■ BRIEF A:
Retype the ZFS memory discussion below from "I'm not sure" up to and including "module is loaded.".

■ GIVEN PASSAGE:
◇ ◇ ◇ ◇

In summary, if the kernel's dcache is large, ZFS will consume a correspondingly-large (actually, several times larger) amount of memory which will show up in arcstats as "other_size".
That all said, however, the shrinker pressure mechanism does work... to a point. If I max out the memory on a system by traversing lots of files and causing other_size to get very large, the ARC will shrink if I apply pressure from a normal userland program trying to allocate memory. The manner in which the pressure is applied is dependent on the kernel's overcommit policy and the quantity of swap space. In particular, userland programs may find it difficult to allocate memory in large chunks but the same amount may succeed if the program "nibbles" away at the memory, causing the shrinkers to engage.
I'm not sure of the best solution to this issue at the moment, but it's not unique to ZFS. There are plenty of reports around the Internet of dcache-related memory problems being caused by rsync on ext4-only systems. The difference is, however, that ext4 doesn't add it's own extras to the dcache so the effects are a lot more severs. Postings in which people are complaining about this problem usually mention vfs_cache_pressure
as a solution and, in the case of ext4, I believe it will help more.
@kernelOfTruth A bit more testing shows me that you might have better success if you set the module parameters in the modprobe
as in modprobe zfs zfs_arc_max=1073741824 ...
. It seems the changes don't "take" properly if set after the module is loaded.
@dweeezil would you please elaborate how setting arc limit run-time doesn't take properly, as you say, please? I've only seen so far that if I limit ARC to a smaller size, than it already is, it may in some cases never shrink (we run into a deadlock sooner than it has a chance to).

◇ ◇ ◇ ◇

■ RECORDS SHOWN:
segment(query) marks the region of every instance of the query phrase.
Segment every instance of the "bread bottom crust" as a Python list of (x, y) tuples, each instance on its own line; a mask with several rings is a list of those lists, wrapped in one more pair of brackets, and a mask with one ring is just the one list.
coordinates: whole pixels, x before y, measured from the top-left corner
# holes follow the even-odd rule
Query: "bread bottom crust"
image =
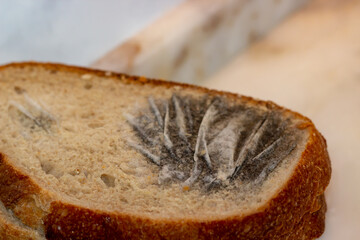
[(327, 206), (324, 195), (319, 196), (319, 206), (320, 209), (317, 211), (305, 214), (292, 233), (284, 239), (312, 240), (319, 238), (325, 230), (325, 213)]

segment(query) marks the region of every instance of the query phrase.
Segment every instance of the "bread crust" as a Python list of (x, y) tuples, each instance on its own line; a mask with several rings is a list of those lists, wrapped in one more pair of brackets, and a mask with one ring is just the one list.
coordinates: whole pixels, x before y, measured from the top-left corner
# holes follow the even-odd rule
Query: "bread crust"
[[(0, 67), (2, 69), (43, 67), (48, 70), (94, 74), (109, 77), (106, 72), (59, 64), (15, 63)], [(240, 99), (251, 104), (263, 105), (272, 109), (284, 108), (269, 102), (232, 93), (208, 90), (188, 84), (151, 80), (111, 73), (110, 78), (128, 84), (151, 84), (164, 87), (180, 86), (195, 89), (207, 94), (222, 95), (230, 99)], [(151, 219), (149, 217), (126, 215), (121, 212), (104, 212), (86, 209), (58, 201), (51, 193), (41, 189), (21, 169), (11, 165), (6, 156), (0, 153), (0, 200), (5, 207), (12, 209), (24, 224), (43, 229), (48, 239), (313, 239), (324, 231), (324, 213), (312, 215), (319, 210), (319, 197), (329, 184), (331, 166), (324, 137), (313, 123), (299, 113), (285, 110), (296, 118), (306, 121), (299, 126), (306, 128), (309, 139), (301, 154), (298, 165), (285, 186), (272, 198), (248, 216), (228, 216), (218, 220), (198, 219)], [(49, 207), (37, 204), (49, 203)], [(300, 226), (305, 216), (312, 219), (315, 227), (299, 230), (295, 237), (290, 234)], [(299, 228), (299, 227), (298, 227)], [(311, 233), (309, 233), (311, 232)], [(294, 234), (293, 234), (294, 235)], [(302, 238), (300, 238), (302, 239)]]

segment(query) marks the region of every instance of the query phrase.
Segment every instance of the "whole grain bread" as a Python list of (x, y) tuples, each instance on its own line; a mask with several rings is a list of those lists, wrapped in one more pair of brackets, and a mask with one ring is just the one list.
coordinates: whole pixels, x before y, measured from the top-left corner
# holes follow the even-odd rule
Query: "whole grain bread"
[(47, 239), (324, 231), (326, 142), (298, 113), (57, 64), (3, 66), (0, 89), (0, 200), (23, 230)]

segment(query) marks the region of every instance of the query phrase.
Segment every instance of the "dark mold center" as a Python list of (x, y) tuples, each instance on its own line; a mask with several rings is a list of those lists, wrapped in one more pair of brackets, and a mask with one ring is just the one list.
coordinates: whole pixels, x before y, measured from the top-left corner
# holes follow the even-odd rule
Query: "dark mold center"
[(137, 137), (129, 145), (159, 166), (158, 183), (184, 189), (261, 184), (297, 144), (279, 110), (220, 97), (149, 97), (148, 108), (126, 117)]

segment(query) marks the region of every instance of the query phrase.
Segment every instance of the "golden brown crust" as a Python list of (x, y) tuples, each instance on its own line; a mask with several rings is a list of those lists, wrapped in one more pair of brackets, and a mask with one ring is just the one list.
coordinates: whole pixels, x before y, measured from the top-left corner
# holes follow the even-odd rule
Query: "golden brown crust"
[[(54, 71), (76, 72), (78, 74), (91, 73), (102, 77), (107, 74), (102, 71), (85, 68), (69, 67), (57, 64), (18, 63), (0, 67), (0, 71), (7, 67), (43, 67)], [(261, 104), (270, 108), (282, 107), (266, 101), (255, 100), (236, 94), (208, 90), (187, 84), (148, 80), (142, 77), (130, 77), (123, 74), (112, 74), (112, 78), (120, 79), (131, 84), (153, 84), (164, 87), (181, 86), (196, 89), (208, 94), (220, 94), (228, 98), (241, 99), (252, 104)], [(304, 216), (312, 216), (319, 209), (318, 197), (330, 181), (331, 167), (326, 150), (326, 142), (315, 129), (312, 122), (302, 115), (292, 113), (297, 118), (307, 122), (302, 128), (309, 131), (309, 139), (302, 153), (299, 164), (292, 177), (277, 194), (263, 206), (258, 213), (246, 217), (231, 216), (222, 220), (200, 221), (197, 219), (168, 220), (135, 217), (123, 213), (106, 213), (93, 209), (74, 206), (68, 203), (53, 201), (49, 214), (41, 212), (43, 216), (46, 237), (49, 239), (295, 239), (289, 238), (296, 226), (301, 224)], [(41, 189), (20, 170), (11, 166), (9, 161), (0, 154), (0, 200), (10, 209), (16, 209), (20, 202), (29, 202), (29, 196), (39, 195)], [(324, 210), (325, 211), (325, 210)], [(23, 221), (24, 215), (30, 214), (32, 221), (38, 214), (16, 213)], [(315, 214), (316, 215), (316, 214)], [(316, 222), (317, 228), (309, 233), (309, 239), (320, 236), (323, 232), (323, 215), (310, 217)], [(37, 219), (38, 220), (38, 219)], [(30, 221), (31, 222), (31, 221)], [(40, 224), (37, 222), (33, 227)], [(311, 232), (311, 231), (308, 231)], [(303, 231), (305, 233), (305, 231)], [(299, 233), (300, 234), (300, 233)], [(307, 238), (305, 238), (307, 239)]]

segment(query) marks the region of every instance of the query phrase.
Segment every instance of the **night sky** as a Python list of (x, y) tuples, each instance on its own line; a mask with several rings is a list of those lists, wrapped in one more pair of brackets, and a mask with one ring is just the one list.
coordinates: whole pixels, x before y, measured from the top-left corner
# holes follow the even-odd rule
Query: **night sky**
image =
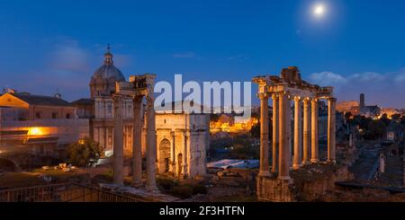
[(126, 77), (250, 81), (297, 66), (339, 101), (405, 108), (403, 12), (402, 0), (7, 1), (0, 86), (88, 97), (111, 43)]

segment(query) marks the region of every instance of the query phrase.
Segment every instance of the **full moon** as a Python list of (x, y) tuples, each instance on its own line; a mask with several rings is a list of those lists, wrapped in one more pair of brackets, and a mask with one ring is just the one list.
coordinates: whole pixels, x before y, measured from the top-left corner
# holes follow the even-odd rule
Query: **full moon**
[(315, 5), (313, 13), (318, 17), (321, 17), (325, 13), (325, 6), (322, 4)]

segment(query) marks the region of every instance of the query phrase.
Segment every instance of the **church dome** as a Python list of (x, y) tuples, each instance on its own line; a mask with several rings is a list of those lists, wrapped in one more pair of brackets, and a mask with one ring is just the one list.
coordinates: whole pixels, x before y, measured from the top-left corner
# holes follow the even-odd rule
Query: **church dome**
[(125, 77), (117, 67), (114, 66), (112, 61), (112, 54), (110, 49), (104, 54), (104, 62), (101, 67), (99, 67), (93, 75), (94, 78), (96, 79), (114, 79), (115, 81), (122, 82), (125, 81)]
[(95, 70), (90, 80), (91, 98), (98, 95), (111, 95), (115, 92), (116, 82), (125, 82), (122, 72), (115, 67), (112, 57), (108, 47), (103, 66)]

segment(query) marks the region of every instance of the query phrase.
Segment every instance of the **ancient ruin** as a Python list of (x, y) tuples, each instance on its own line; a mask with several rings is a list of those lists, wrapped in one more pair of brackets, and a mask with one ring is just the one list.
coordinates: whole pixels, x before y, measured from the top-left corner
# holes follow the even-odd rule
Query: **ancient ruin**
[[(295, 66), (283, 69), (280, 77), (257, 76), (253, 82), (258, 84), (260, 99), (260, 171), (257, 179), (257, 194), (266, 200), (278, 197), (288, 198), (289, 186), (292, 183), (290, 169), (298, 170), (306, 164), (320, 163), (318, 138), (318, 101), (326, 99), (328, 118), (328, 163), (336, 163), (336, 98), (333, 87), (310, 84), (301, 78)], [(268, 146), (268, 99), (273, 99), (273, 164), (269, 171)], [(292, 137), (292, 101), (294, 101), (293, 138)], [(303, 107), (303, 108), (302, 108)], [(277, 154), (278, 152), (278, 154)], [(292, 159), (292, 155), (293, 155)], [(272, 188), (272, 189), (267, 189)], [(283, 196), (286, 195), (286, 196)], [(265, 197), (265, 198), (263, 198)], [(271, 199), (270, 199), (271, 200)]]

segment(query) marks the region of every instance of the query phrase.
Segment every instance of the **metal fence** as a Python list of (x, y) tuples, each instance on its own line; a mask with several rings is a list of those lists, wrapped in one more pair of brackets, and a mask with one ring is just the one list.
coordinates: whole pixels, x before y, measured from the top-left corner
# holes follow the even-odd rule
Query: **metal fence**
[(140, 198), (121, 195), (75, 183), (0, 190), (0, 202), (143, 202)]

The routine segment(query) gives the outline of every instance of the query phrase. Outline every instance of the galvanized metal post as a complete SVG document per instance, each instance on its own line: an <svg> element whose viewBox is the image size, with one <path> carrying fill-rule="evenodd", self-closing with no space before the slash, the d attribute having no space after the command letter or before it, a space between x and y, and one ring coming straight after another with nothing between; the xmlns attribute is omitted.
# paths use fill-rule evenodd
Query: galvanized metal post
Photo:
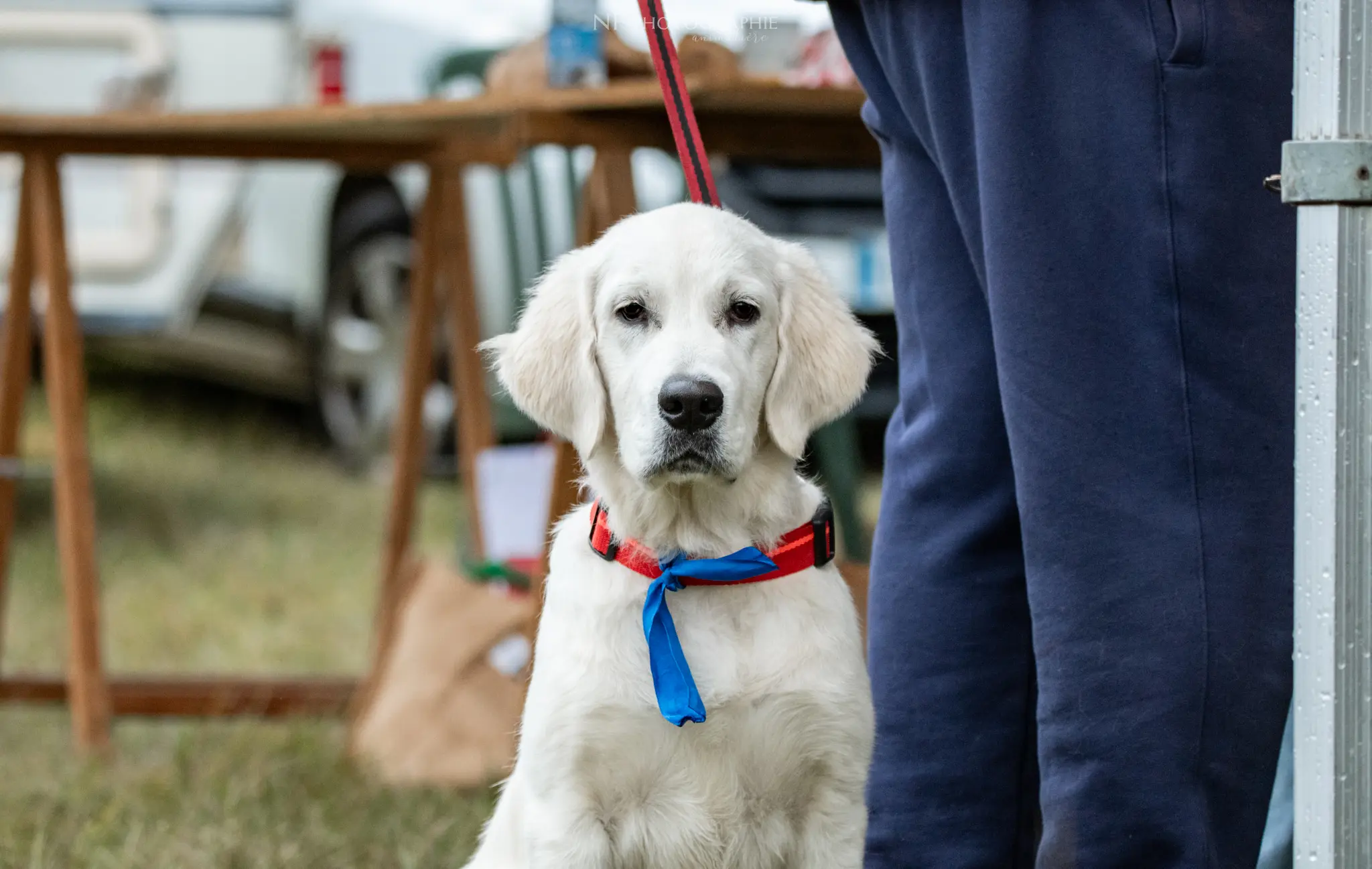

◇ ◇ ◇ ◇

■ BRIEF B:
Echo the rows above from their start up to and including the line with "230), (325, 213)]", leaving the pictures out of your answer.

■ TASK RESULT A:
I'm not sure of the best solution to this issue at the moment, but it's not unique to ZFS. There are plenty of reports around the Internet of dcache-related memory problems being caused by rsync on ext4-only systems. The difference is, however, that ext4 doesn't add it's own extras to the dcache so the effects are a lot more severs. Postings in which people are complaining about this problem usually mention vfs_cache_pressure
as a solution and, in the case of ext4, I believe it will help more.
@kernelOfTruth A bit more testing shows me that you might have better success if you set the module parameters in the modprobe
as in modprobe zfs zfs_arc_max=1073741824 ...
. It seems the changes don't "take" properly if set after the module is loaded.

■ TASK RESULT B:
segment(query) marks the region of every instance of the query phrase.
Segment every instance of the "bread bottom crust" as a Python list of (x, y) tuples, each instance on its own line; a mask with several rings is a list of those lists, wrapped in one more pair of brackets, and a mask with one ring is just the one list.
coordinates: whole pixels, x before y, measured from the top-left corner
# holes follow the even-odd rule
Query: "bread bottom crust"
image =
[(327, 206), (324, 195), (319, 196), (319, 206), (320, 209), (317, 211), (305, 214), (292, 233), (284, 239), (312, 240), (319, 238), (325, 230), (325, 213)]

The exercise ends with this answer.